* [Given request] Put every line of the data below into a Markdown table with two columns, Row and Line: Row holds the line's number and Line holds the line itself. Leave out blank lines.

* [The records]
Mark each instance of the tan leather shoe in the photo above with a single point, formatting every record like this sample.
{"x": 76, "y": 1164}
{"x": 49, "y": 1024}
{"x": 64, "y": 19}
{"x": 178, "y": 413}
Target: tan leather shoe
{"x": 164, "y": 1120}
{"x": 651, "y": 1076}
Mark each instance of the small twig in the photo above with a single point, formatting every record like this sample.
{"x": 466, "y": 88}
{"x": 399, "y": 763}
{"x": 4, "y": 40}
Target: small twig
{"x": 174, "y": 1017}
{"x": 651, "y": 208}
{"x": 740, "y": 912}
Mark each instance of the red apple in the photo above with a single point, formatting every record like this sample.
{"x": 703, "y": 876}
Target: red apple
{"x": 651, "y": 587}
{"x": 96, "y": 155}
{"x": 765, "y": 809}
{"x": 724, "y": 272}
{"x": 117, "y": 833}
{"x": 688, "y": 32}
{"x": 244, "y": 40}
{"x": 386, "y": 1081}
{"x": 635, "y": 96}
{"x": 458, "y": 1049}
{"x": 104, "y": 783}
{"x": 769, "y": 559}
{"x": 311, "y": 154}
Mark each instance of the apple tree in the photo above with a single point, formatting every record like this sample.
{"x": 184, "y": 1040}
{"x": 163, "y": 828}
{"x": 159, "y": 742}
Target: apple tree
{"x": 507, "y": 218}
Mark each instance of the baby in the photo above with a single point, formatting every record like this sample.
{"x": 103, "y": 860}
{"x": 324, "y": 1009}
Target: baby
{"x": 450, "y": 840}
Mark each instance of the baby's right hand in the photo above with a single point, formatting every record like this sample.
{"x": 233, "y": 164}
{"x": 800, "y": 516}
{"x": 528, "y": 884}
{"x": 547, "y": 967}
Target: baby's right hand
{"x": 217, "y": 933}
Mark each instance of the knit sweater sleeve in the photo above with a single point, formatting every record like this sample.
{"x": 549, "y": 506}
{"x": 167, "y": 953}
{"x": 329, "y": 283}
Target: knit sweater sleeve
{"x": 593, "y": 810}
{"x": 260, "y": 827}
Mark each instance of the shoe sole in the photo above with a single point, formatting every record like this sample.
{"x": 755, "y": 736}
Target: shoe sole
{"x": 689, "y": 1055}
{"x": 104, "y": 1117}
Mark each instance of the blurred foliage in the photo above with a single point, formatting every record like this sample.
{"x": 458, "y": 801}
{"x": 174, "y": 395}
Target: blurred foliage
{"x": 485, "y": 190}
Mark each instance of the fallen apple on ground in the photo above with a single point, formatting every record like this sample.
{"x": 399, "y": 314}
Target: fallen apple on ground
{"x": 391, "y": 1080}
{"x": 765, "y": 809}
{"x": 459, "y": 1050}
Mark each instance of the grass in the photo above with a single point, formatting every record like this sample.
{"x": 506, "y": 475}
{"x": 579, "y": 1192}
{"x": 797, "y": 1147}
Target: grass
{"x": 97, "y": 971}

* [Worked answer]
| Row | Line |
|---|---|
| 1 | Mark each instance of the tan leather shoe in the photo above with a single point, formatting every record like this sample. |
| 2 | {"x": 76, "y": 1164} |
| 3 | {"x": 49, "y": 1024} |
| 4 | {"x": 64, "y": 19} |
| 5 | {"x": 178, "y": 413} |
| 6 | Target: tan leather shoe |
| 7 | {"x": 164, "y": 1120} |
| 8 | {"x": 651, "y": 1076} |
| 9 | Mark each instance of the small twig in the photo above with a single point, formatting every record like this sample. |
| 10 | {"x": 466, "y": 88} |
| 11 | {"x": 399, "y": 763} |
| 12 | {"x": 4, "y": 40} |
| 13 | Target: small twig |
| 14 | {"x": 174, "y": 1017} |
| 15 | {"x": 651, "y": 208} |
| 16 | {"x": 740, "y": 912} |
| 17 | Mark each instance of the red apple in the photo above with a single point, formatting every record like this sample. |
| 18 | {"x": 703, "y": 876} |
| 19 | Target: red apple |
| 20 | {"x": 651, "y": 587} |
| 21 | {"x": 96, "y": 155} |
| 22 | {"x": 765, "y": 809} |
| 23 | {"x": 724, "y": 272} |
| 24 | {"x": 117, "y": 833} |
| 25 | {"x": 688, "y": 32} |
| 26 | {"x": 244, "y": 40} |
| 27 | {"x": 386, "y": 1081} |
| 28 | {"x": 635, "y": 96} |
| 29 | {"x": 458, "y": 1049} |
| 30 | {"x": 104, "y": 783} |
| 31 | {"x": 769, "y": 559} |
| 32 | {"x": 311, "y": 154} |
| 33 | Mark each instance of the apple tree in the photo above with a single point, formatting every record like this sample. |
| 34 | {"x": 184, "y": 1040} |
| 35 | {"x": 163, "y": 828} |
| 36 | {"x": 159, "y": 742} |
| 37 | Target: apple tree |
| 38 | {"x": 507, "y": 218} |
| 39 | Mark each instance of the baby in the photo above with a single point, formatting every record like this sample. |
| 40 | {"x": 103, "y": 860} |
| 41 | {"x": 324, "y": 1009} |
| 42 | Target: baby |
| 43 | {"x": 450, "y": 840} |
| 44 | Mark each instance of the baby's right hand in the photo above with a single point, formatting every record like this sample. |
| 45 | {"x": 233, "y": 164} |
| 46 | {"x": 800, "y": 516} |
| 47 | {"x": 528, "y": 884} |
| 48 | {"x": 547, "y": 967} |
| 49 | Target: baby's right hand |
| 50 | {"x": 217, "y": 933} |
| 51 | Mark each instance of the knit sweater sleeve in the photo above with a single point, formatting every record like this sample. |
| 52 | {"x": 549, "y": 506} |
| 53 | {"x": 167, "y": 953} |
| 54 | {"x": 329, "y": 283} |
| 55 | Target: knit sweater sleeve |
| 56 | {"x": 593, "y": 810} |
| 57 | {"x": 260, "y": 827} |
| 58 | Mark each instance of the shoe sole in the photo above with a single point, formatting every record like this sample. |
| 59 | {"x": 755, "y": 736} |
| 60 | Target: shoe sole |
| 61 | {"x": 689, "y": 1055} |
| 62 | {"x": 104, "y": 1117} |
| 63 | Mark each instance of the blurred foliage in the photo above with a single point, formatting every record like this sample. |
| 64 | {"x": 458, "y": 801} |
| 65 | {"x": 174, "y": 395} |
| 66 | Target: blurred foliage |
| 67 | {"x": 485, "y": 190} |
| 68 | Mark each instance of the fallen apple on ground in the photo above with a single point, formatting every record like this sample. |
| 69 | {"x": 399, "y": 314} |
| 70 | Target: fallen apple on ground |
| 71 | {"x": 391, "y": 1080} |
| 72 | {"x": 765, "y": 809} |
| 73 | {"x": 459, "y": 1050} |
| 74 | Mark each instance of the grass in the photo above with a single point, formatting every record like this sample. |
| 75 | {"x": 506, "y": 475} |
| 76 | {"x": 579, "y": 1192} |
| 77 | {"x": 797, "y": 1147} |
| 78 | Target: grass |
| 79 | {"x": 97, "y": 971} |